STATED EXERCISE
Report every line of the listing below that contains the word "grass", copying each such line in full. Case counts.

SUPPLIED DATA
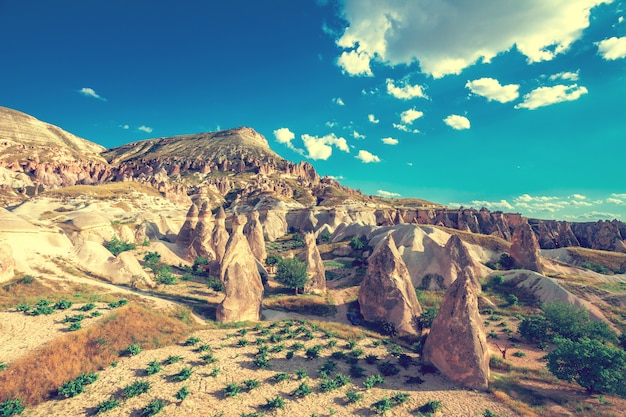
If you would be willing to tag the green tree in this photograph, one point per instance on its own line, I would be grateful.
(590, 363)
(291, 272)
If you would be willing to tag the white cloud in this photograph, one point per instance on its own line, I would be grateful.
(387, 194)
(406, 92)
(322, 147)
(568, 76)
(498, 205)
(389, 141)
(546, 96)
(612, 48)
(492, 90)
(410, 115)
(357, 135)
(405, 128)
(457, 122)
(446, 36)
(367, 157)
(372, 118)
(355, 63)
(90, 92)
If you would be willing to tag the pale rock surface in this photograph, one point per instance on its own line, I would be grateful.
(386, 292)
(457, 345)
(525, 249)
(314, 266)
(254, 234)
(219, 237)
(241, 279)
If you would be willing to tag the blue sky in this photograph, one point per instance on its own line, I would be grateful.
(515, 106)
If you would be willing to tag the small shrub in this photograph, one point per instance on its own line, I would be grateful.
(153, 367)
(154, 407)
(107, 405)
(353, 396)
(373, 380)
(135, 389)
(382, 406)
(183, 375)
(251, 384)
(303, 390)
(274, 403)
(232, 390)
(172, 359)
(182, 393)
(431, 407)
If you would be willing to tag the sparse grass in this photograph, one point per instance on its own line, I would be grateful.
(35, 375)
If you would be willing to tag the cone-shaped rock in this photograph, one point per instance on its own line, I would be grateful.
(241, 279)
(456, 344)
(219, 238)
(387, 292)
(185, 235)
(525, 248)
(254, 234)
(314, 266)
(460, 259)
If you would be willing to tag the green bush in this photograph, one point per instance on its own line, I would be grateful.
(11, 408)
(107, 405)
(135, 389)
(154, 407)
(116, 246)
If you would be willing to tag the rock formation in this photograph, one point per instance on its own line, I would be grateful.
(386, 292)
(201, 238)
(219, 237)
(457, 345)
(185, 235)
(254, 234)
(314, 266)
(241, 279)
(525, 249)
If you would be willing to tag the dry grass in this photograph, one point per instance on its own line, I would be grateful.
(104, 191)
(34, 378)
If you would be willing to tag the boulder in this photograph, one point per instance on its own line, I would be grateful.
(314, 266)
(242, 282)
(185, 235)
(525, 249)
(219, 238)
(457, 345)
(254, 234)
(386, 292)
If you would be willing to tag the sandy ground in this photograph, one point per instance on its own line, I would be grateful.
(235, 364)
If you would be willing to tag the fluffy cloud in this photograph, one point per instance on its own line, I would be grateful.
(355, 63)
(497, 205)
(492, 90)
(387, 194)
(447, 36)
(569, 76)
(406, 92)
(546, 96)
(357, 135)
(405, 128)
(457, 122)
(612, 48)
(90, 92)
(367, 157)
(410, 115)
(322, 147)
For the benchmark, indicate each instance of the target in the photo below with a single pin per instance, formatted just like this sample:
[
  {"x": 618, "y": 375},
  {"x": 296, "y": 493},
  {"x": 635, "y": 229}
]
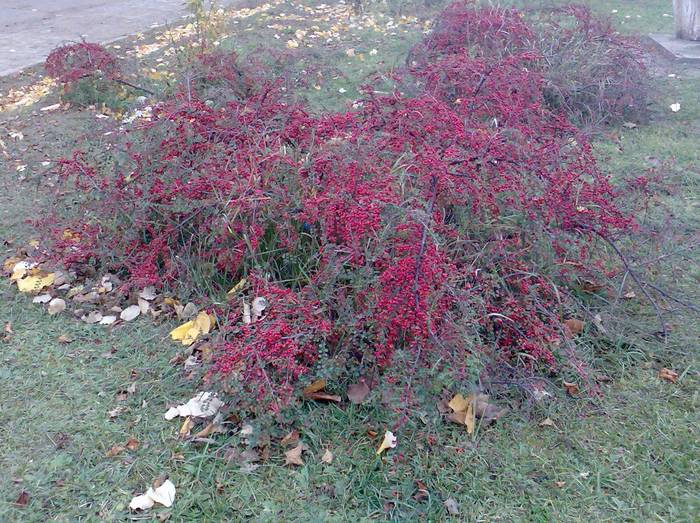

RESULT FOR THIS EXERCISE
If you would be willing to tag the sparse grass in this photograph, one point per instance on its own line, I would be grateful.
If you would be willing to tag the dry grass in this photograph, one point per instance on its own line, I would be grateful.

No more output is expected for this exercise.